> Task instructions
a – Answer these about the article on Hispanic COVID-19 deaths:
(i) What age range does it give as working age?
(ii) At which university is Reanne Frank a professor of sociology?
(iii) According to D. Phuong (Phoenix) Do, what should identifying the link between essential work and higher COVID-19 death rates lead to?
b – How would you render this sentence from the article on Hispanic COVID-19 deaths in Spanish: "Hispanic Americans have died of COVID-19 at a disproportionately high rate compared to whites because of workplace exposure to the virus, a new study suggests."

Hispanic Americans have died of COVID-19 at a disproportionately high rate compared to whites because of workplace exposure to the virus, a new study suggests.
It’s widely documented that Hispanics are overrepresented among workers in essential industries and occupations ranging from warehousing and grocery stores to health care and construction, much of which kept operating when most of the country shut down last spring.
The analysis of federal data showed that, considering their representation in the U.S. population, far higher percentages of Hispanics of working age—30 to 69 years old—have died of COVID-19 than whites in the same age groups. A separate look at case estimates showed a similar pattern of unequally high COVID-19 infection rates for Hispanics—meaning that the elevated deaths in the working-age Hispanic population is consistent with elevated exposure to the virus.
“There was no evidence before this paper that really demonstrated that the excess cases were precisely in these working age groups,” said Reanne Frank, professor of sociology at The Ohio State University and co-author of the study.
“Particularly for front-line and essential workers, among whom Hispanics are overrepresented, COVID-19 is an occupational disease that spreads at work. Hispanics were on the front lines and they bore a disproportionate cost.”
Identifying a link between essential work and a higher rate of COVID-19 deaths should lead to better workplace protections, said study co-author D. Phuong (Phoenix) Do, associate professor of public health policy and administration at the University of Wisconsin-Milwaukee.

> Record set
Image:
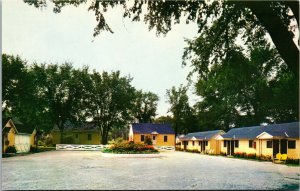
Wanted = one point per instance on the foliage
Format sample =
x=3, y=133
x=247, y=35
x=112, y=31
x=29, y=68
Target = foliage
x=145, y=106
x=11, y=149
x=61, y=93
x=111, y=99
x=148, y=140
x=184, y=120
x=230, y=19
x=129, y=147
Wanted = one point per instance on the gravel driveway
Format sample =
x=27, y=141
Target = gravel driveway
x=173, y=170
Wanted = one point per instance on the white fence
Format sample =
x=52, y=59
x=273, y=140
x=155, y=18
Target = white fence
x=166, y=148
x=22, y=143
x=73, y=147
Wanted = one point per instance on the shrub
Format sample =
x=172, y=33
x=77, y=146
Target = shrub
x=11, y=149
x=33, y=149
x=148, y=141
x=293, y=161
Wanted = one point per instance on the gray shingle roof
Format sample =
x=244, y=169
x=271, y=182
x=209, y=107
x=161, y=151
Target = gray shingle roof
x=202, y=135
x=291, y=129
x=148, y=128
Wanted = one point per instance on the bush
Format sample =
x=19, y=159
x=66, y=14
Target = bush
x=193, y=150
x=33, y=149
x=131, y=147
x=148, y=141
x=178, y=149
x=251, y=156
x=11, y=149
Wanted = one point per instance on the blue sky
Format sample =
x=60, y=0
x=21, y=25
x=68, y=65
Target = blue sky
x=41, y=35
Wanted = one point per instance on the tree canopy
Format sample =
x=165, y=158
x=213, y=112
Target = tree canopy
x=275, y=18
x=45, y=95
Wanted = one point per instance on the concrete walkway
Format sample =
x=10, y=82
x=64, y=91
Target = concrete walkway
x=173, y=170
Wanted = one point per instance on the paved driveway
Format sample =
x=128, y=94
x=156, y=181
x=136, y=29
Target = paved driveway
x=174, y=170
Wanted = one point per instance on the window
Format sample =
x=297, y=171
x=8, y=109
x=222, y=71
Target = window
x=250, y=143
x=89, y=137
x=292, y=144
x=236, y=143
x=142, y=137
x=269, y=144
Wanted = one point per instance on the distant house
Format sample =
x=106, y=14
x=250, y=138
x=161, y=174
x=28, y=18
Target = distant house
x=18, y=135
x=85, y=133
x=160, y=134
x=204, y=141
x=263, y=140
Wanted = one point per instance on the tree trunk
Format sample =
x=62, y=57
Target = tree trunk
x=61, y=136
x=279, y=33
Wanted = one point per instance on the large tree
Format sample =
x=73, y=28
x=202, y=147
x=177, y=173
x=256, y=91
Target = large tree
x=145, y=106
x=180, y=108
x=274, y=17
x=111, y=101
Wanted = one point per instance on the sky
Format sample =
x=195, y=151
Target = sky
x=40, y=35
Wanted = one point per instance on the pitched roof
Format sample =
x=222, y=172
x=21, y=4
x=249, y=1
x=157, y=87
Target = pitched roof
x=202, y=135
x=80, y=126
x=22, y=128
x=278, y=130
x=148, y=128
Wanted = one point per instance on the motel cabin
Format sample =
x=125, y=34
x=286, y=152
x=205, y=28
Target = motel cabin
x=204, y=142
x=86, y=133
x=18, y=135
x=263, y=140
x=160, y=134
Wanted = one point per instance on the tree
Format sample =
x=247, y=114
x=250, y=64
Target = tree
x=180, y=108
x=145, y=106
x=64, y=93
x=275, y=18
x=242, y=89
x=111, y=101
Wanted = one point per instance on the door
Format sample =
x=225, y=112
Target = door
x=275, y=147
x=231, y=147
x=203, y=145
x=228, y=147
x=200, y=146
x=283, y=146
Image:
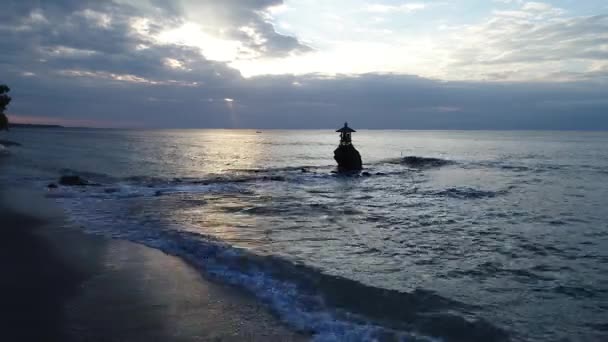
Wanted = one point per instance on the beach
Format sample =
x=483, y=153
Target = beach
x=457, y=236
x=64, y=285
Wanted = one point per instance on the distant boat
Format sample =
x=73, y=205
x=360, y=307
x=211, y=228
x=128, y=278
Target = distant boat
x=4, y=150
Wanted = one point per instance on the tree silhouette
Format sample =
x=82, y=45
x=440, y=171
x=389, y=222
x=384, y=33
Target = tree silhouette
x=4, y=101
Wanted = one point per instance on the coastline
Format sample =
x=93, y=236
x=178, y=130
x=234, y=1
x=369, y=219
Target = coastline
x=65, y=285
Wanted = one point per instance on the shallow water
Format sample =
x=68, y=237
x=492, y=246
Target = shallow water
x=483, y=236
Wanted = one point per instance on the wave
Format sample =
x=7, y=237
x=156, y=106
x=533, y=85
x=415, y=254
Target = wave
x=416, y=162
x=467, y=193
x=327, y=306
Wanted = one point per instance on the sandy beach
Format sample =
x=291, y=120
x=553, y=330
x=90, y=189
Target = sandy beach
x=64, y=285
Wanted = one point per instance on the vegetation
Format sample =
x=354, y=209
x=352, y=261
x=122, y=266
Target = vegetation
x=4, y=101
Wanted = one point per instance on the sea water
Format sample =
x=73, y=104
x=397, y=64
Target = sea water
x=448, y=235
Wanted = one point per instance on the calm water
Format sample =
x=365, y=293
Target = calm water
x=502, y=236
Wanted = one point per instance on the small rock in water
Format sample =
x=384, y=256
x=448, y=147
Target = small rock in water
x=73, y=181
x=277, y=178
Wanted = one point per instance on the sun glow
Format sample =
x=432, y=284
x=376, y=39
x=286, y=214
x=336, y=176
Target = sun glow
x=213, y=48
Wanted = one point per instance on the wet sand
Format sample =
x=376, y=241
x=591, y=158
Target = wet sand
x=64, y=285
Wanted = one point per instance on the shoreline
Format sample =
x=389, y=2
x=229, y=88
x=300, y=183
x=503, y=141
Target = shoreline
x=66, y=285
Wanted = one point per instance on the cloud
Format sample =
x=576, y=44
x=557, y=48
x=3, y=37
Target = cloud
x=404, y=8
x=101, y=62
x=536, y=42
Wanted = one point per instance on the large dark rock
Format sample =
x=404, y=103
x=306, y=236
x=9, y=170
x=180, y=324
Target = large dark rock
x=348, y=158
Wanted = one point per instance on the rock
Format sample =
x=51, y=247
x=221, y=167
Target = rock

> Task-by-task results
a –
(i) 30 to 69 years old
(ii) The Ohio State University
(iii) Better workplace protections

b – Los estadounidenses hispanos han muerto de COVID-19 a una tasa desproporcionadamente alta en comparación con los blancos debido a la exposición al virus en el lugar de trabajo, sugiere un nuevo estudio.